== RECORDS FOR THIS TASK

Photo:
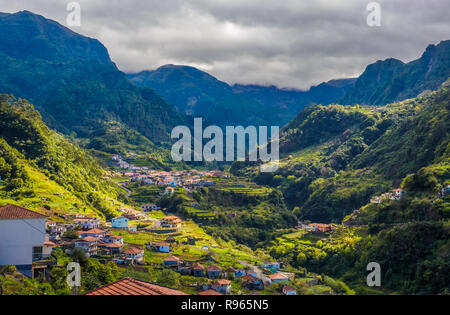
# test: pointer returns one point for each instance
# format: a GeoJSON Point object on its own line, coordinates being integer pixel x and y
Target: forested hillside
{"type": "Point", "coordinates": [34, 158]}
{"type": "Point", "coordinates": [195, 92]}
{"type": "Point", "coordinates": [72, 81]}
{"type": "Point", "coordinates": [391, 80]}
{"type": "Point", "coordinates": [336, 157]}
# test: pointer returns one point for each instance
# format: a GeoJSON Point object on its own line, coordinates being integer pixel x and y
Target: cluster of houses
{"type": "Point", "coordinates": [316, 227]}
{"type": "Point", "coordinates": [221, 284]}
{"type": "Point", "coordinates": [118, 161]}
{"type": "Point", "coordinates": [188, 179]}
{"type": "Point", "coordinates": [395, 194]}
{"type": "Point", "coordinates": [445, 191]}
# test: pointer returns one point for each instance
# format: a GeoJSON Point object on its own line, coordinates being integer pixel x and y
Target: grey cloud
{"type": "Point", "coordinates": [286, 43]}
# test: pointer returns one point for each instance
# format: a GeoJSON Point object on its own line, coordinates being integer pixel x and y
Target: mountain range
{"type": "Point", "coordinates": [391, 80]}
{"type": "Point", "coordinates": [72, 80]}
{"type": "Point", "coordinates": [195, 92]}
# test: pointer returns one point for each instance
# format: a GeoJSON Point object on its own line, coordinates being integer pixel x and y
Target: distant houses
{"type": "Point", "coordinates": [279, 277]}
{"type": "Point", "coordinates": [22, 235]}
{"type": "Point", "coordinates": [395, 194]}
{"type": "Point", "coordinates": [89, 245]}
{"type": "Point", "coordinates": [213, 271]}
{"type": "Point", "coordinates": [150, 207]}
{"type": "Point", "coordinates": [162, 247]}
{"type": "Point", "coordinates": [275, 266]}
{"type": "Point", "coordinates": [222, 286]}
{"type": "Point", "coordinates": [120, 223]}
{"type": "Point", "coordinates": [88, 223]}
{"type": "Point", "coordinates": [198, 270]}
{"type": "Point", "coordinates": [136, 255]}
{"type": "Point", "coordinates": [287, 290]}
{"type": "Point", "coordinates": [171, 261]}
{"type": "Point", "coordinates": [93, 233]}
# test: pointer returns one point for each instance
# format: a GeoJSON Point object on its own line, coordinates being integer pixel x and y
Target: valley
{"type": "Point", "coordinates": [87, 176]}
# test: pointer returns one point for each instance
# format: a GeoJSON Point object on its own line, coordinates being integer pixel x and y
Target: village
{"type": "Point", "coordinates": [187, 179]}
{"type": "Point", "coordinates": [33, 244]}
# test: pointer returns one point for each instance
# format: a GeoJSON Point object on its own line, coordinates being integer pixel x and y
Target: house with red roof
{"type": "Point", "coordinates": [198, 270]}
{"type": "Point", "coordinates": [214, 272]}
{"type": "Point", "coordinates": [134, 254]}
{"type": "Point", "coordinates": [210, 292]}
{"type": "Point", "coordinates": [97, 233]}
{"type": "Point", "coordinates": [172, 261]}
{"type": "Point", "coordinates": [129, 286]}
{"type": "Point", "coordinates": [222, 286]}
{"type": "Point", "coordinates": [278, 277]}
{"type": "Point", "coordinates": [287, 290]}
{"type": "Point", "coordinates": [89, 245]}
{"type": "Point", "coordinates": [22, 237]}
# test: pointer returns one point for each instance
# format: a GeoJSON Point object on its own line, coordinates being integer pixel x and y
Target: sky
{"type": "Point", "coordinates": [287, 43]}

====

- [TASK DETAILS] Omit the pictures, then output the rest of the listing exactly.

- [ANSWER TO THE TASK]
Photo:
# test: pointer returns one point for each instance
# format: a GeoJSON Point object on its own line, coordinates being integer pixel x and y
Target: forested hillside
{"type": "Point", "coordinates": [34, 158]}
{"type": "Point", "coordinates": [195, 92]}
{"type": "Point", "coordinates": [72, 81]}
{"type": "Point", "coordinates": [391, 80]}
{"type": "Point", "coordinates": [336, 157]}
# test: pointer returns one point for each instance
# format: a GeoJSON Point object on its own line, coordinates being integer pixel x and y
Target: cluster of houses
{"type": "Point", "coordinates": [316, 227]}
{"type": "Point", "coordinates": [221, 284]}
{"type": "Point", "coordinates": [118, 161]}
{"type": "Point", "coordinates": [188, 179]}
{"type": "Point", "coordinates": [395, 194]}
{"type": "Point", "coordinates": [445, 191]}
# test: pointer returns one point for each instance
# format: a GeoJSON Point object on its own line, coordinates being integer pixel x and y
Target: grey cloud
{"type": "Point", "coordinates": [286, 43]}
# test: pointer returns one point for each instance
# format: a GeoJSON Point object on its own line, coordinates being integer pixel x and y
Target: mountain range
{"type": "Point", "coordinates": [391, 80]}
{"type": "Point", "coordinates": [72, 80]}
{"type": "Point", "coordinates": [195, 92]}
# test: pointer returns one point for each instance
# format: a GeoJSON Point object on its own line, coordinates being integer pixel x and y
Target: distant houses
{"type": "Point", "coordinates": [279, 277]}
{"type": "Point", "coordinates": [22, 235]}
{"type": "Point", "coordinates": [395, 194]}
{"type": "Point", "coordinates": [89, 245]}
{"type": "Point", "coordinates": [213, 271]}
{"type": "Point", "coordinates": [150, 207]}
{"type": "Point", "coordinates": [162, 247]}
{"type": "Point", "coordinates": [275, 266]}
{"type": "Point", "coordinates": [222, 286]}
{"type": "Point", "coordinates": [120, 223]}
{"type": "Point", "coordinates": [88, 223]}
{"type": "Point", "coordinates": [198, 270]}
{"type": "Point", "coordinates": [136, 255]}
{"type": "Point", "coordinates": [287, 290]}
{"type": "Point", "coordinates": [171, 261]}
{"type": "Point", "coordinates": [93, 233]}
# test: pointer returns one point for each instance
# format: a GeoJSON Point object on its own line, coordinates being integer pixel x and y
Target: valley
{"type": "Point", "coordinates": [87, 176]}
# test: pointer returns one point for each instance
# format: a GeoJSON Point object on its own line, coordinates being integer pixel x and y
Target: village
{"type": "Point", "coordinates": [187, 179]}
{"type": "Point", "coordinates": [33, 244]}
# test: pointer returns one point for each instance
# format: a GeoJSON Point object on its own line, coordinates being integer pixel x and y
Target: house with red roof
{"type": "Point", "coordinates": [198, 270]}
{"type": "Point", "coordinates": [214, 272]}
{"type": "Point", "coordinates": [134, 254]}
{"type": "Point", "coordinates": [210, 292]}
{"type": "Point", "coordinates": [97, 233]}
{"type": "Point", "coordinates": [172, 261]}
{"type": "Point", "coordinates": [129, 286]}
{"type": "Point", "coordinates": [222, 286]}
{"type": "Point", "coordinates": [278, 277]}
{"type": "Point", "coordinates": [287, 290]}
{"type": "Point", "coordinates": [89, 245]}
{"type": "Point", "coordinates": [22, 237]}
# test: pointer returns one point for each instance
# format: a GeoJSON Point object on its own line, coordinates being integer pixel x and y
Target: sky
{"type": "Point", "coordinates": [287, 43]}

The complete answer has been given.